▶ TASKS TO PERFORM
A - Check each statement against the vector problem and answer yes or no, quoting the words of the vector problem that decide it: (i) the solution names Option (3) as correct; (ii) the dot product of a and c is given as 8; (iii) the components of c are shown to add up to 8.
B - Carry on with the worked solution of the vector problem from its last line.

▶ SELECTION
Let $\vec{a}=\hat{i}+\hat{j}+\hat{k}.\vec{b}=-\hat{i}+\hat{j}.$ Then a vector $\vec{c}$ satisfying $\vec{a}×\vec{c}=\vec{b}$ and $\vec{a}.\vec{c}=8$ is equal to

$3\hat{i}+3\hat{j}+2\hat{k}$

The correct answer is Option (4) → $3\hat{i}+3\hat{j}+2\hat{k}$

$\vec{a}×\vec{c}=\vec{b}$

let $\vec c=x\hat i+y\hat j+z\hat k$

$\vec a.\vec c=x+y+z=8$   ...(1)

▶ ENTRIES PROVIDED
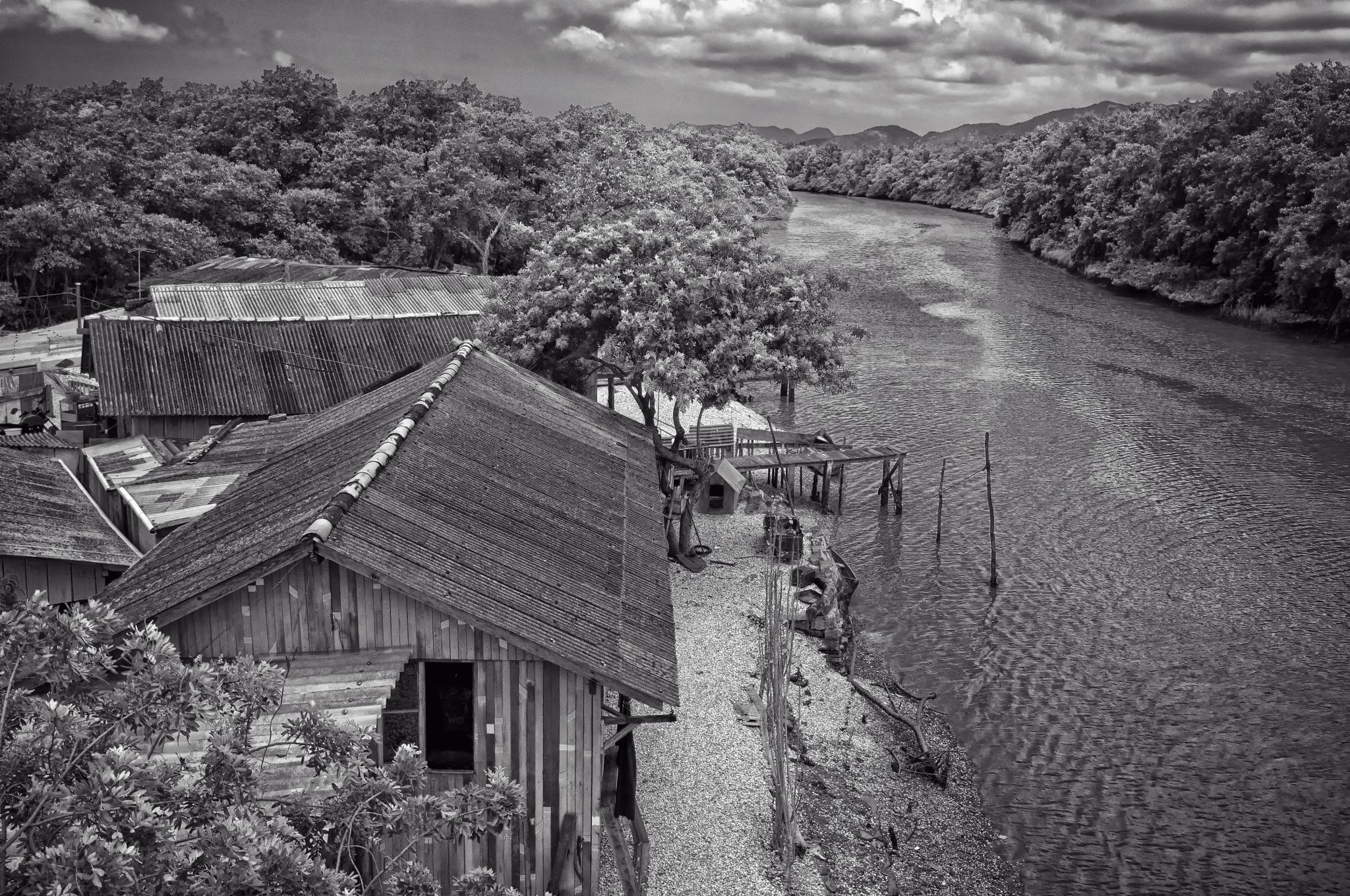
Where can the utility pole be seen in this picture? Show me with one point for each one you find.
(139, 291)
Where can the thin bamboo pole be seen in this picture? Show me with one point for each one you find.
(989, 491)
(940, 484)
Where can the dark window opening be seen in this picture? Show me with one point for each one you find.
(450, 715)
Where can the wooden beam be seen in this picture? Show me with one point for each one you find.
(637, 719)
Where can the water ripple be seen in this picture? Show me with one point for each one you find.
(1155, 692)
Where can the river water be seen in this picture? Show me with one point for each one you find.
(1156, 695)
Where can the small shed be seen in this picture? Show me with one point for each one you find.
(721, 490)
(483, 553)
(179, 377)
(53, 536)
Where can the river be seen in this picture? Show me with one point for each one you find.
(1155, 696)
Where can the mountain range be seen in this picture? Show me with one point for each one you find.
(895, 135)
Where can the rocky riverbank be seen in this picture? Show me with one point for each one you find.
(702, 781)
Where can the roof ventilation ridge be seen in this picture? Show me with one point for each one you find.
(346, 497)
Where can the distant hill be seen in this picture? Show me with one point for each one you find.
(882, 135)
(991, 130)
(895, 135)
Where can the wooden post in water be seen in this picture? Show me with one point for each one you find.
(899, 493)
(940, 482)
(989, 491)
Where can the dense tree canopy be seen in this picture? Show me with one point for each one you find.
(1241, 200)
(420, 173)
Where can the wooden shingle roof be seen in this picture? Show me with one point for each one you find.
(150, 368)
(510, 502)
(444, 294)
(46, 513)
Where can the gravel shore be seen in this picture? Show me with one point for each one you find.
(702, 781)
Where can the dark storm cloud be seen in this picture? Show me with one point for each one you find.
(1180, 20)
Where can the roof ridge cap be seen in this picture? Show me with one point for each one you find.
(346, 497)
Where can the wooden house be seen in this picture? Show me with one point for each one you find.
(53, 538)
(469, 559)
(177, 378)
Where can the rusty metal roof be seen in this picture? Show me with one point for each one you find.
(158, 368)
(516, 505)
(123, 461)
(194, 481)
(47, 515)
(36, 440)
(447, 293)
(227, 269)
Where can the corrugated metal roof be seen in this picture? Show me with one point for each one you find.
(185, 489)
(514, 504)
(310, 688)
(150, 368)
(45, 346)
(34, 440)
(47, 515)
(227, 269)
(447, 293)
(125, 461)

▶ ANSWERS PER TASK
A -
(i) No: "The correct answer is Option (4)"
(ii) Yes: "$\vec{a}.\vec{c}=8$"
(iii) Yes: "$\vec a.\vec c=x+y+z=8$"

B -
$\vec{a}×\vec{c}=\vec{b}$

so $(z-y)\hat i+(x-z)\hat j+(y-z)\hat k\begin{vmatrix}\hat i&\hat j&\hat k\\1&1&1\\x&y&z\end{vmatrix}=\vec b$

$=-\hat i+\hat j$

so $z=y-1$

$x-z=1$

so $x=z+1$

$y=z+1$

so $x=y$

from (1)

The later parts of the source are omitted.